> **Passage shown**
(begin)

Beautiful tank Joe.....I certainly envy your setup......


----------



## JoeDizzleMPLS (Nov 5, 2007)

I'll fly up when you get your hands on enough plants to scape that thing and enough beer to keep me hydrated during the project.


----------



## serrasalmus_ve (Feb 12, 2008)

Very freaky system


----------



## Quido (Dec 5, 2006)

Very beautiful tank and Rhom!


----------



## DiPpY eGgS (Mar 6, 2005)

Joe, thanks a lot for the description!

I'll pm you for more details when I have the time to get it set up. It shouldn't be TOO long..
I have the R/O unit, but I need everything else.

Awesome..


----------



## JoeDizzleMPLS (Nov 5, 2007)

DiPpY eGgS said:


> Joe, thanks a lot for the description!
> 
> I'll pm you for more details when I have the time to get it set up. It shouldn't be TOO long..
> I have the R/O unit, but I need everything else.
> ...


No problem... It seems a lot more complicated until you actually do it, then it kinda takes care of itself and all you have to worry about is changing filters.


----------



## TRIG (Jun 1, 2011)

wow, that R/O setup you have is ingenious. You have it so organized and simple looking in that closet.


----------



## JoeDizzleMPLS (Nov 5, 2007)

TRIG said:


> wow, that R/O setup you have is ingenious. You have it so organized and simple looking in that closet.


I'll be sure to tell my girl that, she still thinks it's ridiculous that I have an entire walk-in closet filled with fish stuff.


----------



## Sacrifice (Sep 24, 2006)

(end)

> **Exercise objective**
In the aquarium thread above, what does JoeDizzleMPLS say is all you have to worry about once you actually do it?

[Entries from a dataset]
(begin)

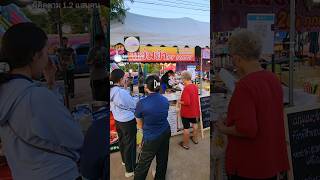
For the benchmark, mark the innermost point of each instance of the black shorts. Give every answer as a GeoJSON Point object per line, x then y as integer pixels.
{"type": "Point", "coordinates": [186, 122]}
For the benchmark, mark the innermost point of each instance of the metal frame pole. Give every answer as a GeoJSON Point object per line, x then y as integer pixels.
{"type": "Point", "coordinates": [292, 55]}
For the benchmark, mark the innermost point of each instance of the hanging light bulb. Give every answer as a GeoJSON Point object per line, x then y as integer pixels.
{"type": "Point", "coordinates": [117, 58]}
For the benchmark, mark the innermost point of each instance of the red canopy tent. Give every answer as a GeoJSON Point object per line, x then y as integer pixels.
{"type": "Point", "coordinates": [170, 67]}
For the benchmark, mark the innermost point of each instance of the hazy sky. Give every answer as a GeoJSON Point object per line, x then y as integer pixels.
{"type": "Point", "coordinates": [195, 9]}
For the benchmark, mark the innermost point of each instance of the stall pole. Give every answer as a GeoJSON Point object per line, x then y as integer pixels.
{"type": "Point", "coordinates": [201, 74]}
{"type": "Point", "coordinates": [292, 40]}
{"type": "Point", "coordinates": [66, 87]}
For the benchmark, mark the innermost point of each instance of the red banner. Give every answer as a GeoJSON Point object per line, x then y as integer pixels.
{"type": "Point", "coordinates": [231, 14]}
{"type": "Point", "coordinates": [162, 54]}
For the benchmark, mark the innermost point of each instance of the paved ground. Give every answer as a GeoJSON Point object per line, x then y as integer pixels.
{"type": "Point", "coordinates": [192, 164]}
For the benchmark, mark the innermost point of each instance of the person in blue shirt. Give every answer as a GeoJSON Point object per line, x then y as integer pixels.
{"type": "Point", "coordinates": [40, 138]}
{"type": "Point", "coordinates": [151, 114]}
{"type": "Point", "coordinates": [122, 106]}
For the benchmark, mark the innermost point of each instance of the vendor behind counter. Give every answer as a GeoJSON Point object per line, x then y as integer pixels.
{"type": "Point", "coordinates": [165, 80]}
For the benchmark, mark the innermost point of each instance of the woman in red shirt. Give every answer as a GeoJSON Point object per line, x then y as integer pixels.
{"type": "Point", "coordinates": [190, 110]}
{"type": "Point", "coordinates": [255, 124]}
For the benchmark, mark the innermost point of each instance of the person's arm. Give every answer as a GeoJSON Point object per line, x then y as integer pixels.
{"type": "Point", "coordinates": [52, 121]}
{"type": "Point", "coordinates": [243, 113]}
{"type": "Point", "coordinates": [128, 100]}
{"type": "Point", "coordinates": [185, 98]}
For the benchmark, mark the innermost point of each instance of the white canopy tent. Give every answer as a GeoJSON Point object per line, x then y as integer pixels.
{"type": "Point", "coordinates": [161, 31]}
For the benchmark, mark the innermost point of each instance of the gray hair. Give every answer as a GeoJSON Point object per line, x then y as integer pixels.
{"type": "Point", "coordinates": [245, 43]}
{"type": "Point", "coordinates": [186, 75]}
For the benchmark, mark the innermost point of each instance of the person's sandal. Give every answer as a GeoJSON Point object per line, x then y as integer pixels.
{"type": "Point", "coordinates": [195, 142]}
{"type": "Point", "coordinates": [183, 146]}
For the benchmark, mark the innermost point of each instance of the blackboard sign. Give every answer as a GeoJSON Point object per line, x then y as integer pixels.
{"type": "Point", "coordinates": [205, 111]}
{"type": "Point", "coordinates": [304, 134]}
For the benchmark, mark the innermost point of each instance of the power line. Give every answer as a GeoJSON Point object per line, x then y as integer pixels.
{"type": "Point", "coordinates": [142, 2]}
{"type": "Point", "coordinates": [153, 9]}
{"type": "Point", "coordinates": [189, 4]}
{"type": "Point", "coordinates": [194, 2]}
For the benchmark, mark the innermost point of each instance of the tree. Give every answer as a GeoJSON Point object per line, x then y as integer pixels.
{"type": "Point", "coordinates": [118, 10]}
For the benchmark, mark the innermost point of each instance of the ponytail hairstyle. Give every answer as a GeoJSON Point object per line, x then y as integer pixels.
{"type": "Point", "coordinates": [19, 45]}
{"type": "Point", "coordinates": [153, 83]}
{"type": "Point", "coordinates": [116, 76]}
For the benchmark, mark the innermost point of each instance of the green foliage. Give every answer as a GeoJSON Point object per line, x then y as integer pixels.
{"type": "Point", "coordinates": [118, 10]}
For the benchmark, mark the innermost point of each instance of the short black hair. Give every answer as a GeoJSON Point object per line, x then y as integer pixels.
{"type": "Point", "coordinates": [170, 72]}
{"type": "Point", "coordinates": [99, 37]}
{"type": "Point", "coordinates": [116, 75]}
{"type": "Point", "coordinates": [153, 83]}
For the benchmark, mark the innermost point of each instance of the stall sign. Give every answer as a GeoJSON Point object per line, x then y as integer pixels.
{"type": "Point", "coordinates": [261, 25]}
{"type": "Point", "coordinates": [205, 53]}
{"type": "Point", "coordinates": [132, 43]}
{"type": "Point", "coordinates": [162, 54]}
{"type": "Point", "coordinates": [230, 14]}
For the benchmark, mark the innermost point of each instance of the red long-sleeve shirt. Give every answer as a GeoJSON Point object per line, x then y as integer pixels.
{"type": "Point", "coordinates": [191, 106]}
{"type": "Point", "coordinates": [256, 110]}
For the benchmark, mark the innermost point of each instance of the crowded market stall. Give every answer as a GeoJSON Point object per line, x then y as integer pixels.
{"type": "Point", "coordinates": [160, 60]}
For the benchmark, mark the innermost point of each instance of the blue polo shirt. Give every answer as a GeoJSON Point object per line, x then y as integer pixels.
{"type": "Point", "coordinates": [153, 110]}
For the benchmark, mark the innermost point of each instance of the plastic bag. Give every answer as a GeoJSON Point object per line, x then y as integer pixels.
{"type": "Point", "coordinates": [219, 143]}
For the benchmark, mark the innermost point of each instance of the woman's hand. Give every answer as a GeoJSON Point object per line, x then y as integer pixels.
{"type": "Point", "coordinates": [50, 73]}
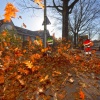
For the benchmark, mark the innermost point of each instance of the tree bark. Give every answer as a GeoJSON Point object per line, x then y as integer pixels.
{"type": "Point", "coordinates": [75, 35]}
{"type": "Point", "coordinates": [65, 19]}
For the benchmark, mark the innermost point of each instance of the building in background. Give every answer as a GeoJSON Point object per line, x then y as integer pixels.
{"type": "Point", "coordinates": [24, 33]}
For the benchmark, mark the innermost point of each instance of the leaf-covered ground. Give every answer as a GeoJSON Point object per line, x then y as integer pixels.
{"type": "Point", "coordinates": [62, 74]}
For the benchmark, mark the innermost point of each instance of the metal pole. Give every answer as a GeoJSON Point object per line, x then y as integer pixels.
{"type": "Point", "coordinates": [45, 26]}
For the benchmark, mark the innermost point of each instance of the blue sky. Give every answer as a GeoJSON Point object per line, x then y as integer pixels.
{"type": "Point", "coordinates": [31, 20]}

(end)

> **The solution**
Changing filters.